---- Provided records

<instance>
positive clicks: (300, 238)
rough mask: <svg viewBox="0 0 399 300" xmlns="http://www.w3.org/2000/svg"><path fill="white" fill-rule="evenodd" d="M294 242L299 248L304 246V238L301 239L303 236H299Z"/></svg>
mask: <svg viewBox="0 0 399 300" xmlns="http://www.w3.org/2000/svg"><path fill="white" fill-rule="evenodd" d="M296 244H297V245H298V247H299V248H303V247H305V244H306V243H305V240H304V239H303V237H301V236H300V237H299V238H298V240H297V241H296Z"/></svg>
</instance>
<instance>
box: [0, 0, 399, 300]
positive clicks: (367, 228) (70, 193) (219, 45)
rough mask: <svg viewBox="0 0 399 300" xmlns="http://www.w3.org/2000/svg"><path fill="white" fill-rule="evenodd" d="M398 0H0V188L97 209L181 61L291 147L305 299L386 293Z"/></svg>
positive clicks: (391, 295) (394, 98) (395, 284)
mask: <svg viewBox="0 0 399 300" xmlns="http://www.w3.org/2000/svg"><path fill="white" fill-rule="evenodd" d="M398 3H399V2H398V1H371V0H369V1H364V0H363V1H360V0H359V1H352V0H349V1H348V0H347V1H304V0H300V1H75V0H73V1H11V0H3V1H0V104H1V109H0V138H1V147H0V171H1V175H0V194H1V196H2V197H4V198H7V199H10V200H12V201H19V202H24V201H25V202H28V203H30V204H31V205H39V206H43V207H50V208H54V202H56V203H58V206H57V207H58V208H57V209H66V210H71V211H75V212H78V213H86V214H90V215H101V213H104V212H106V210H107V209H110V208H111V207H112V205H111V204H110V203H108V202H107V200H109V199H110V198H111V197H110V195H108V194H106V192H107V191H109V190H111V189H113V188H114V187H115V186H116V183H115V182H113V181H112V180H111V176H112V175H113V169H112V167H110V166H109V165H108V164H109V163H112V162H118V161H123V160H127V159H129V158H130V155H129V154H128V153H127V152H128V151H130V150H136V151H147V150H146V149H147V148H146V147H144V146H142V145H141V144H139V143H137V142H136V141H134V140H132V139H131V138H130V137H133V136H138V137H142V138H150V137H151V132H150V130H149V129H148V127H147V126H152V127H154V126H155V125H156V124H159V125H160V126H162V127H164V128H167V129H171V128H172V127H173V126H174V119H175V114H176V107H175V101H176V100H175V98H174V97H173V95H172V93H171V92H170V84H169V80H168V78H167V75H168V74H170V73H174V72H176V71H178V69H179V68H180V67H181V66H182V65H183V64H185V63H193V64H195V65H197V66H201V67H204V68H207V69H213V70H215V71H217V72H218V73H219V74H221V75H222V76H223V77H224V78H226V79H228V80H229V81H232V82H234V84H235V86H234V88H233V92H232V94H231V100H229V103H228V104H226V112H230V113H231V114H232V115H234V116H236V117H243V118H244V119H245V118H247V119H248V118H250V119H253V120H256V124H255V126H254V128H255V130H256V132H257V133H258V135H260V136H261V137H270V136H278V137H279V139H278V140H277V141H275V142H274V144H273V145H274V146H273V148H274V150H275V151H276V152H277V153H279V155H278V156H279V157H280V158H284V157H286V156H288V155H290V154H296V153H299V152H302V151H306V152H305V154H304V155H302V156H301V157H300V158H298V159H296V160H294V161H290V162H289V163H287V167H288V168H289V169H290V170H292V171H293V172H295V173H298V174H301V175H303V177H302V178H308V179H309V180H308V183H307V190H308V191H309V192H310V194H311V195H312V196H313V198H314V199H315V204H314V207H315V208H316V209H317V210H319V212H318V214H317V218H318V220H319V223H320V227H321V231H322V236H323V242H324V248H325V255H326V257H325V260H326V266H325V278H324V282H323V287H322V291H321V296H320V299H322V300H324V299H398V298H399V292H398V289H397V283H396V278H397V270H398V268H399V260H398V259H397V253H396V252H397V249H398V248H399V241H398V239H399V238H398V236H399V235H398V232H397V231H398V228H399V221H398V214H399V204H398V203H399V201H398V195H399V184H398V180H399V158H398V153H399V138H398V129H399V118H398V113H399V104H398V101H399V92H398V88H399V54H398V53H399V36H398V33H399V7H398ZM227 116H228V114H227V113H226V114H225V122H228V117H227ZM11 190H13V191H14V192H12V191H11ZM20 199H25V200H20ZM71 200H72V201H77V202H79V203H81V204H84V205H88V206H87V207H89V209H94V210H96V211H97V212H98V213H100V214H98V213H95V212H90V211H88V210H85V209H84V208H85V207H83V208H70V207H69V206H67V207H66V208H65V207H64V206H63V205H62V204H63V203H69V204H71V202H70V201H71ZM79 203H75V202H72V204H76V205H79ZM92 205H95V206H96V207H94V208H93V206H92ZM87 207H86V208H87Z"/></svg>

--------
---- Provided records

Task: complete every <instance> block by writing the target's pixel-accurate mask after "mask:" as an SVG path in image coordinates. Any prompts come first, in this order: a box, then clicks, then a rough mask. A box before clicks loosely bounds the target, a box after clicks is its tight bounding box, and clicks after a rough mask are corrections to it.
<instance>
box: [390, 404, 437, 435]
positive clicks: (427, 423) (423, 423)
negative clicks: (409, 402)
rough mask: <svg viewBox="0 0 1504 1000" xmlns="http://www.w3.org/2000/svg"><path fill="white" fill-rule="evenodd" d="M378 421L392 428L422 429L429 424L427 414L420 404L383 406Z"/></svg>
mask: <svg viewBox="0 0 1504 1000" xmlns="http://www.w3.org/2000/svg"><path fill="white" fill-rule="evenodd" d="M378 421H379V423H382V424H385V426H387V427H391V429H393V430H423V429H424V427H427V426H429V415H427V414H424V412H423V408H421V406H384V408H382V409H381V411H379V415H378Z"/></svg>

--------

▸ Work task
Look above for the line containing "box: [0, 0, 399, 300]" and the line containing "0H0V188L97 209L181 61L291". Transcribe both, with the lines between them, exactly.

▸ Completed task
box: [0, 0, 399, 300]
positive clicks: (367, 228) (70, 193) (219, 45)
rough mask: <svg viewBox="0 0 399 300" xmlns="http://www.w3.org/2000/svg"><path fill="white" fill-rule="evenodd" d="M398 0H0V188L97 209L181 61L291 147L305 299L386 293Z"/></svg>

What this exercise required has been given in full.